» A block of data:
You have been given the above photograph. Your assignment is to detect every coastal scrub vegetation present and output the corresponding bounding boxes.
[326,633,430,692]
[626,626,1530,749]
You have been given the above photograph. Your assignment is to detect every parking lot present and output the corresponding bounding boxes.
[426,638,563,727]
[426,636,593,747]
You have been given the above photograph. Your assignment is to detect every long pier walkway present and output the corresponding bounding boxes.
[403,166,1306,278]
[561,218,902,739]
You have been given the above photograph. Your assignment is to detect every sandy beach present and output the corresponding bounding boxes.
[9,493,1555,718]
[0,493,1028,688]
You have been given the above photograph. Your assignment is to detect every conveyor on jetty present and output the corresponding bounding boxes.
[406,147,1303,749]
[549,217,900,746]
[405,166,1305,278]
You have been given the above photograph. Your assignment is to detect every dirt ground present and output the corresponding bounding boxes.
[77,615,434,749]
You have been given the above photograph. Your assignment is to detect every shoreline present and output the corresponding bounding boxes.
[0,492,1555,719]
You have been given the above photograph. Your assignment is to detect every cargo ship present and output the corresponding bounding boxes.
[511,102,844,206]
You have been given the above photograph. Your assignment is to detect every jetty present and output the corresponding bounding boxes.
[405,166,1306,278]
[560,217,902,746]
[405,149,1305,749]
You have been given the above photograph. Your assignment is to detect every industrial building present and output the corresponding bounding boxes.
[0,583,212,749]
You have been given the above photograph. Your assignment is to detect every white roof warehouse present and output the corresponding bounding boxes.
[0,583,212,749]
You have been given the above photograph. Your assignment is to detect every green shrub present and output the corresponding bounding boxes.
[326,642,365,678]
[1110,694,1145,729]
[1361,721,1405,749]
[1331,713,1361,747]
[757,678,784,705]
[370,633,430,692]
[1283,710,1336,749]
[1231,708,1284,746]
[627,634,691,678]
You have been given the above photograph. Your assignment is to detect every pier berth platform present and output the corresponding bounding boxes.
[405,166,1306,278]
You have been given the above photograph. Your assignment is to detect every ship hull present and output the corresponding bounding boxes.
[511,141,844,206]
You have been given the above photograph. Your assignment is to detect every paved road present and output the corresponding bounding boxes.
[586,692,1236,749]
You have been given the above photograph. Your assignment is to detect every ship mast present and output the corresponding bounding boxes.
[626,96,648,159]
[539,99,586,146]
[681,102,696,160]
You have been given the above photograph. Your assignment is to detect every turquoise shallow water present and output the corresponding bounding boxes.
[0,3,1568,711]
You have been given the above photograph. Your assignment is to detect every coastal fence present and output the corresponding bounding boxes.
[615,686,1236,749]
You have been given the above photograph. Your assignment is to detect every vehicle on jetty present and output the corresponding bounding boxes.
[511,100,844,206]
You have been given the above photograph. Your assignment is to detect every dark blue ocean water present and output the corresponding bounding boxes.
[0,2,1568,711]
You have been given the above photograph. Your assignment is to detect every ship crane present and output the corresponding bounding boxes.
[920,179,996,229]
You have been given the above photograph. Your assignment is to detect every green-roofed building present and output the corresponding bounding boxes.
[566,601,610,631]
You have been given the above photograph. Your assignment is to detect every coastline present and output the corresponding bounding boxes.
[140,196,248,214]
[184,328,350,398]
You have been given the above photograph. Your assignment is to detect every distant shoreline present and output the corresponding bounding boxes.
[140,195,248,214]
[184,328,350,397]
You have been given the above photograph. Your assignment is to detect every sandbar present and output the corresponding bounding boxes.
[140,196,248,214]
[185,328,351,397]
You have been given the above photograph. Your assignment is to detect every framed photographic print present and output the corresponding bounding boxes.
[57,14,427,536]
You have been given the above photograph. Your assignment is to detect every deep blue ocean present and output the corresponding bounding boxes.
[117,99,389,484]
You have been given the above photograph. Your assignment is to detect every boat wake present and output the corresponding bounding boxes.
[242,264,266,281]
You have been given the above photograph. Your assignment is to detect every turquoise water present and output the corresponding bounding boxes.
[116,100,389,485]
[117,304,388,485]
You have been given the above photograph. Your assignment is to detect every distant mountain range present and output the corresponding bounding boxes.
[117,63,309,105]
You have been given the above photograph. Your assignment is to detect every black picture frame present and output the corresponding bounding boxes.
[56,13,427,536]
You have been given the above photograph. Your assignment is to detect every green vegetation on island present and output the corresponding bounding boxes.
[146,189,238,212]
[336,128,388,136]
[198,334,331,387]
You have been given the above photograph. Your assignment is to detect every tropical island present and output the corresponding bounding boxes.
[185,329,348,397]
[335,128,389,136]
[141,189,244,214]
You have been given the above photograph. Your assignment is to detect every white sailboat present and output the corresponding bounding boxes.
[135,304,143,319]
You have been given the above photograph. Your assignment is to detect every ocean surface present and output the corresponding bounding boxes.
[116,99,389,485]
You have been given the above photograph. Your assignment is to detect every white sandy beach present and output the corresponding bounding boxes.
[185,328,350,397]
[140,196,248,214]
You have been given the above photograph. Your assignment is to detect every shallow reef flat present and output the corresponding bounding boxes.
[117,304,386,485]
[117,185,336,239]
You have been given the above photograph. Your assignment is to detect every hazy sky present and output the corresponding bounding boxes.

» REQUIREMENTS:
Copy all of the entries above line for line, with no changes.

» EXERCISE OUTPUT:
You have been given the above photograph. Your assignment is to detect every coastal scrub vegetation present and output the corresponding bounding boxes.
[326,633,430,692]
[626,626,1530,749]
You have been given the above photograph. Your assignment is to detect every parking lot present and output the corresponding bounding boxes.
[426,638,563,727]
[426,636,593,747]
You have been given the above photograph. Your assignment is to detect every long pier walkway present and output the corresponding bounding boxes.
[403,166,1306,278]
[561,218,902,739]
You have been given the above photograph. Your assignment is to detect every sandy beach present and output the corresponding bounding boxes.
[9,493,1555,718]
[0,493,1028,688]
You have been given the above photograph. Your assignment is to detect every conveyor on jetty present and output the corresponding bounding boxes.
[406,147,1303,749]
[549,217,900,746]
[405,166,1305,278]
You have been given the above photograph. Your assignment is to detect every dirt ground present and output the corresponding bounding boxes.
[77,615,434,749]
You have been given the above photograph. Your assignment is to detect every shoreline present and output the corresponding bounding boxes.
[0,492,1555,719]
You have been given the above photograph. Your assignment is to detect every cargo ship present and output the corresponding bounding boxes.
[511,102,844,206]
You have been given the above photograph. Your assignment is to detect every jetty present and output the corresponding bounding boxes.
[405,166,1306,278]
[560,217,902,746]
[405,149,1305,749]
You have been given the above photograph. Your assignment is to detect every industrial building present and output the corresponding bounding boxes.
[0,583,212,749]
You have been given the above photograph. Your assignment is to detect every white roof warehouse present and output the corresponding bounding boxes.
[0,583,212,749]
You have been given the above photograph. Your assignment is to detect every green shrub present and output the corresponding bounding boxes.
[326,642,365,678]
[1110,694,1145,729]
[1361,721,1405,749]
[1331,713,1361,747]
[757,678,784,705]
[370,633,430,692]
[1283,710,1336,749]
[1231,708,1284,746]
[627,634,691,678]
You have been given the above photograph. Your assignment is to detect every pier berth platform present and output the corresponding bounding boxes.
[405,166,1306,278]
You have been given the above photograph. Your assignment is to detect every ship hull present and output the corresponding bounding boxes.
[511,141,844,206]
You have been given the above photograph. Your assignment is to detect every paved road present and output the corresponding bounding boxes.
[586,692,1236,749]
You have been given the above photograph. Your assignment is to detect every ship mast present and output the corresponding bounding boxes.
[626,96,648,159]
[539,99,586,146]
[681,102,696,160]
You have been given the above photograph. Your assignment is to detect every turquoise shallow water present and output the corresponding bounding boxes.
[0,3,1568,711]
You have been given the above photograph. Your assignment is to detect every coastal fence present and output the corresponding bounding boxes.
[615,686,1236,749]
You have been given the above photograph. Your assignment is to detect every vehicle on jetty present and output the corresponding bounding boxes.
[511,100,844,206]
You have been given the above photograph. Your assignment is to detect every dark blue ocean water present and output the corresponding bounding boxes.
[0,2,1568,711]
You have been given the above photograph. Your assignment is to detect every ship crane present and output the corresponding bounding boxes.
[920,179,996,229]
You have been given the above photograph. Your assignment is to detect every green-roofed building present and output the corresponding bounding boxes.
[566,601,610,631]
You have been given the above photograph. Your assignment is to detect every coastline present and output the corresponding bounding boxes.
[140,196,248,214]
[184,328,350,398]
You have been given the above photograph. Your assignment is to detect every distant shoreline present and output the corresponding bounding boxes.
[140,195,248,214]
[184,328,350,397]
You have been given the above photograph. Your assignment is to detect every sandbar present and output the corresponding bounding boxes.
[140,196,248,214]
[185,328,351,397]
You have been given the above photograph. Your assignment is to detect every framed photographic print present and output the corresponding bounding boxes.
[57,14,427,536]
You have been given the above photograph. Your assignment is to detect every deep blue ocean present and output the corresponding bounding boxes.
[117,99,389,484]
You have been given the above photograph. Your assignment is to detect every boat wake present and output the corresponding bounding boxes.
[242,264,266,281]
You have been given the above photograph. Your assignment is to detect every turquoise water present and output the corresponding bounding boxes.
[116,100,389,485]
[117,304,388,485]
You have been given the above photograph. Your assignment is to detect every distant mountain range present and output the corresponding bounding boxes.
[117,63,309,105]
You have been given the above photograph. Your assignment is to detect every black picture frame present and output the corresponding bounding boxes.
[56,13,427,536]
You have been given the above photograph. Your assignment is to detect every green vegetation on island present and output the corresponding bounding boxes.
[146,189,238,212]
[336,128,388,136]
[198,334,331,387]
You have been given the above photograph. Your assignment is to detect every tropical island present and output the corresponding bounding boxes.
[185,329,348,397]
[335,128,389,136]
[141,189,244,214]
You have been given the above photograph. Your assignment is to detect every white sailboat present and output the corresponding bounding boxes.
[135,304,143,319]
You have been given the above photograph. Your assignment is to detect every ocean surface present and output the corresponding bounding boxes.
[116,99,389,485]
You have been given the above photograph. Your assignment is to detect every white sandy beach present and output the corresponding bounding boxes.
[185,328,350,397]
[140,196,248,214]
You have been given the above photograph. Your assignment is to detect every shallow reef flat present and output the corresponding bounding boxes.
[117,304,386,485]
[117,185,336,239]
You have been given the above photograph. Your assignment is to detect every hazy sky present and output the corresponding bounding boxes.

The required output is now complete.